→ Extracted information:
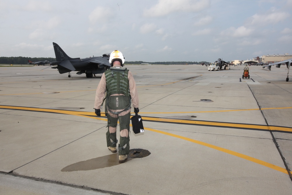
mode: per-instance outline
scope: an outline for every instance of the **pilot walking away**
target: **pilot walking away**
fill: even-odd
[[[121,52],[115,50],[109,60],[111,67],[101,77],[95,95],[95,113],[100,116],[100,108],[105,96],[105,108],[107,117],[107,131],[106,134],[108,149],[117,151],[117,127],[120,124],[120,140],[118,145],[119,163],[128,158],[130,150],[130,117],[131,103],[135,113],[139,112],[139,99],[136,84],[132,73],[124,67],[125,58]]]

→ Work to do: Copy every line of the material above word for word, leaving out the picture.

→ Written answer:
mode: per-instance outline
scope: an outline for every instance of the **pilot walking away**
target: **pilot walking away**
fill: even-odd
[[[121,52],[115,50],[109,60],[111,67],[101,77],[95,95],[95,113],[100,116],[100,108],[105,96],[105,108],[107,117],[107,131],[106,134],[108,149],[117,151],[117,127],[120,124],[120,140],[118,145],[119,163],[128,158],[130,150],[130,117],[131,103],[135,113],[139,112],[139,99],[136,84],[132,73],[124,67],[125,58]]]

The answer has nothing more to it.